Extrait fourni ::
────────

Mais beaucoup d’entre nous ne se contentent pas d’une application si limitée des lois physiques. En premier lieu, ils repoussent la doctrine du libre arbitre, comme incompatible avec ces lois. Deuxièmement, ils rejettent la possibilité de ce qu’on appelle les miracles. Enfin ils repoussent avec mépris les preuves en faveur de la télépathie et plus particulièrement les témoignages soumis à la S.P.R. en faveur des phénomènes spirites.
Une des conséquences de cet état d’esprit c’est que d’interminables discussions se sont élevées entre une certaine catégorie d’hommes de science et les défenseurs du christianisme, ces derniers n’ayant été rien mois que judicieux dans leur défense. Ils ont jusqu’ici considéré les miracles comme des interférences du divin et des lois physiques et par conséquent comme des évènements anormaux, incompréhensibles. D’autre part, les théologiens protestants ont imaginé que le pouvoir d’opérer des miracles a cessé avec les apôtres , doctrine sans doute employée comme arme de combat à l’époque de la grande controverse avec Rome.
Il va sans dire que cette manière de voir ne se recommande pas aux hommes de science ; et voilà comment une discussion amère et stérile s’est continuée entre deux classes d’hommes dont aucune n’a voulu comprendre l’attitude de l’autre.
Depuis quelques années, les miracles sont regardés non pas comme des infractions à la loi, mais comme des phénomènes relevant d’une loi plus haute, ce qui est un grand progrès sur le passé. La question se pose alors tout naturellement : si cette loi supérieure existe, ne peut-on en rencontrer des effets dans le monde, même à notre époque ? Il est extrêmement regrettable, je crois, que la majorité des théologiens en ait décidé négativement. Il ne leur appartient pas de le faire, mais à ceux qui étudient les faits. C’est là en réalité la question qui occupe la S.P.R. et ce que je viens de dire me paraît ajouter une importance inaccoutumée à ses recherches. Commençons par admettre que les lois de l’énergie dominent le marché et les relations scientifiques d’homme à homme. Nous sommes en droit d’aller jusque là. Pouvons-nous aller plus loin ? Pouvons-nous affirmer, par exemple, que dans les conditions très différentes envisagées par la Société il n’y a pas au moins une apparente interruption de ces lois ? Plus particulièrement, pouvons-nous fermer les yeux aux témoignages qu’on peut nous fournir en faveur de telles interruptions apparentes ? Je ne puis le croire. Nous devons tout examiner. Parce qu’une théorie scientifique s’ajuste à une série de conditions faut il nécessairement qu’elle convienne à tout le reste ? J’ai toujours pensé qu’il fallait s’assurer des faits par l’investigation non par des assertions dogmatiques. J’estime donc que notre Société a parfaitement le droit d’appliquer à tous les faits la méthode baconienne de recherche.
APPENDICE C
EUSAPIA PALADINO
Après les expériences du professeur Richet et de Sir Olivier Lodge avec Eusapia, il y eut d’autres séances à Cambridge en 1895 . Je n’y assistai pas, et n’ai jamais eu l’occasion ou le désir d’expérimenter avec elle. On fut d’avis à Cambridge, après un examen qui parut suffisant, qu’elle trichait , mais Sir Olivier maintint que les phénomènes dont il avait été témoin à l’île Roubaud étaient véritables .

────────

Entrées de la collection:
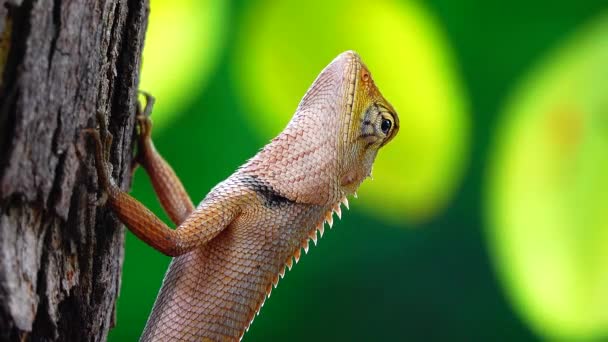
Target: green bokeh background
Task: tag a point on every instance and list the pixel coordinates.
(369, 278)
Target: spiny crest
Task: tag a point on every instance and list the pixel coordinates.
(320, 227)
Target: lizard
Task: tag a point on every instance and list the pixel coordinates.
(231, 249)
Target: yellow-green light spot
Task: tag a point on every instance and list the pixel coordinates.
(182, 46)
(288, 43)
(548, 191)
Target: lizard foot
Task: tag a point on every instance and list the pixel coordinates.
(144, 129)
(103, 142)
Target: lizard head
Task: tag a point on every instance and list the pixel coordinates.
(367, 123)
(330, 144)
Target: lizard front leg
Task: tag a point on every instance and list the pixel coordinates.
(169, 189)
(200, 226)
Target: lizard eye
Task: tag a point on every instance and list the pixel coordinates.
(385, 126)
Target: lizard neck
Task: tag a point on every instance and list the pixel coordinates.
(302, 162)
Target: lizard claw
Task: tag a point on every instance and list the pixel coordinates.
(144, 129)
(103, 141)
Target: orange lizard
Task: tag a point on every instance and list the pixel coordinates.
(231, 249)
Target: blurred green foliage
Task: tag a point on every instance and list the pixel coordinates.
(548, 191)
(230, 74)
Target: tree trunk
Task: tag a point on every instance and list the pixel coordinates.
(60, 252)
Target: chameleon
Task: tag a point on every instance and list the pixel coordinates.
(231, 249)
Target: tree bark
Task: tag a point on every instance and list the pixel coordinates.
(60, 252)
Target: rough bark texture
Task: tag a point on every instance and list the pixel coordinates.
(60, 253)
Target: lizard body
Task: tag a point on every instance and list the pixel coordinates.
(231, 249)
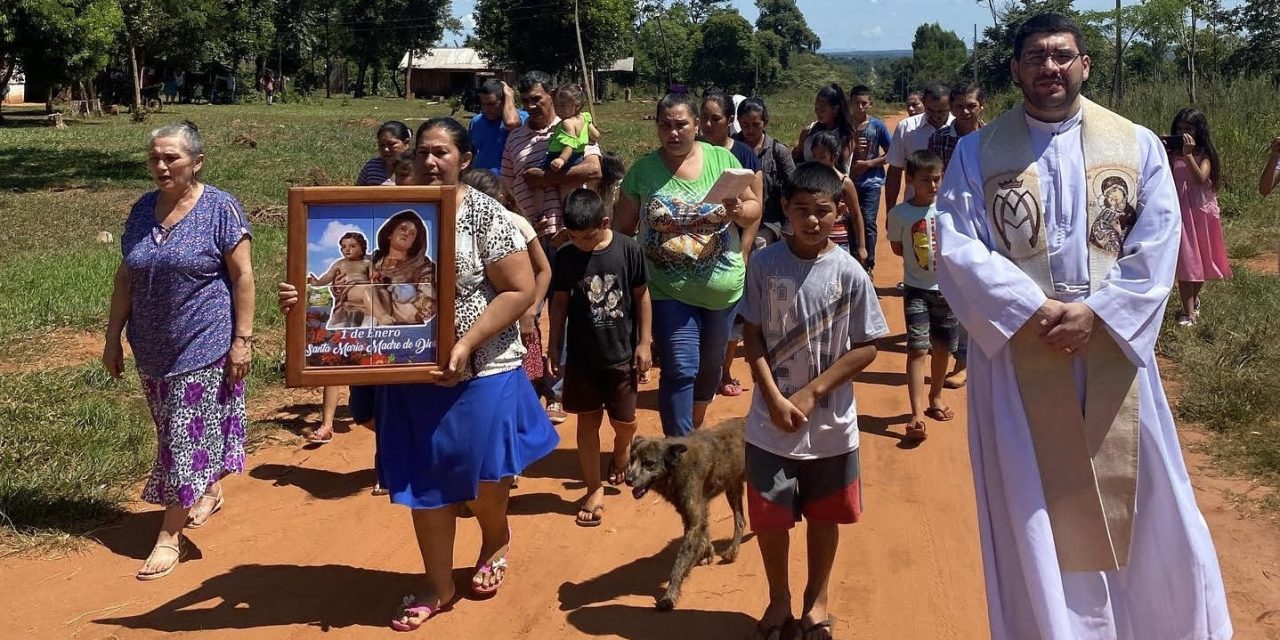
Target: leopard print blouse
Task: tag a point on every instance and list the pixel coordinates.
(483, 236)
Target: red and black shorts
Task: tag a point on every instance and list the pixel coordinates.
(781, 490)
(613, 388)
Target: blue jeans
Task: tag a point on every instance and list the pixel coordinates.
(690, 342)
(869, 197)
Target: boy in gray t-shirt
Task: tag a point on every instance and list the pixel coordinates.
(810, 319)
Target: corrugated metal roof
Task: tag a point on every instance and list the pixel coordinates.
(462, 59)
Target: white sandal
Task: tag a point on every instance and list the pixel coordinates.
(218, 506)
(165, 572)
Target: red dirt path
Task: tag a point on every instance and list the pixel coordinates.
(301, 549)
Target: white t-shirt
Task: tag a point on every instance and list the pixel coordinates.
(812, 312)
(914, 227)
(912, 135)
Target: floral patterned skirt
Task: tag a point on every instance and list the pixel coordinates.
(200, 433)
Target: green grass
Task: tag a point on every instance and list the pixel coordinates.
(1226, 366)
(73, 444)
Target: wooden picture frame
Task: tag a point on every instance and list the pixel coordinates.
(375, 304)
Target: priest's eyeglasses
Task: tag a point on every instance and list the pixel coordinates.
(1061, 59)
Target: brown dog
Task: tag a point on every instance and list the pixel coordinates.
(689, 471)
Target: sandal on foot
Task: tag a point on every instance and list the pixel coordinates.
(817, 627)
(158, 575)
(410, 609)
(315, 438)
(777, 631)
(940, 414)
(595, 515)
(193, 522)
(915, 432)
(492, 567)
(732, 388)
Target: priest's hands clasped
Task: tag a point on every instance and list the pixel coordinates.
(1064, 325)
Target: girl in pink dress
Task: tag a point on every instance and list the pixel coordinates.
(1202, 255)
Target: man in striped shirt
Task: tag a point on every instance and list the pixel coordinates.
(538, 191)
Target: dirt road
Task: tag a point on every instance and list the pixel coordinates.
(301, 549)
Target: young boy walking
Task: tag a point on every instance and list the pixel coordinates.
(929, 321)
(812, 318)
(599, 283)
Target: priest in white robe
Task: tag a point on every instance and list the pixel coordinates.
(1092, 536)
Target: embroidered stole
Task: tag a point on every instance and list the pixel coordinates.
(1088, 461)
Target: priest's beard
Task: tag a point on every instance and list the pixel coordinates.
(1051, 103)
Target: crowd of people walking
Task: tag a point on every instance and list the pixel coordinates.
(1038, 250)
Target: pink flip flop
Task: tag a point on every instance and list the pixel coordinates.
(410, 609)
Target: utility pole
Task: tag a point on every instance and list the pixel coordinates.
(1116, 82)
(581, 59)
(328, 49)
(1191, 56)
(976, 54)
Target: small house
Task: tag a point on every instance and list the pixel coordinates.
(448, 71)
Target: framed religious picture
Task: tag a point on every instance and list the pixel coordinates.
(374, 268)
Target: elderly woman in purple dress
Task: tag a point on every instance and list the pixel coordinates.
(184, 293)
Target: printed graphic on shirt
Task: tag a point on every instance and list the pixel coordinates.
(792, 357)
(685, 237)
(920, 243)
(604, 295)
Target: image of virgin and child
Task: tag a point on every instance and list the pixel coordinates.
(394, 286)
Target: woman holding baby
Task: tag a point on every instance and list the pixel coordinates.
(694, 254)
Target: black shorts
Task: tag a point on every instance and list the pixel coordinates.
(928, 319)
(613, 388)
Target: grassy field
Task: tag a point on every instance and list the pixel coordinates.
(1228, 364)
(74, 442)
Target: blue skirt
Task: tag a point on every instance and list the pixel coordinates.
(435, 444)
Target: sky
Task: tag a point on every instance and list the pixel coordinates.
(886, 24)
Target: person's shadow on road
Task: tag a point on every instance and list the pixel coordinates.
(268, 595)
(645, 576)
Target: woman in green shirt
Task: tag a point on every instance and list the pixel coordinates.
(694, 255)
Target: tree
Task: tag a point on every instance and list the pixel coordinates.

────────

D'après l'extrait fourni, à quel moment les théologiens protestants ont-ils imaginé que le pouvoir d'opérer des miracles avait cessé ? Les entrées n'interviennent pas ici.

Réponse complète :: Avec les apôtres.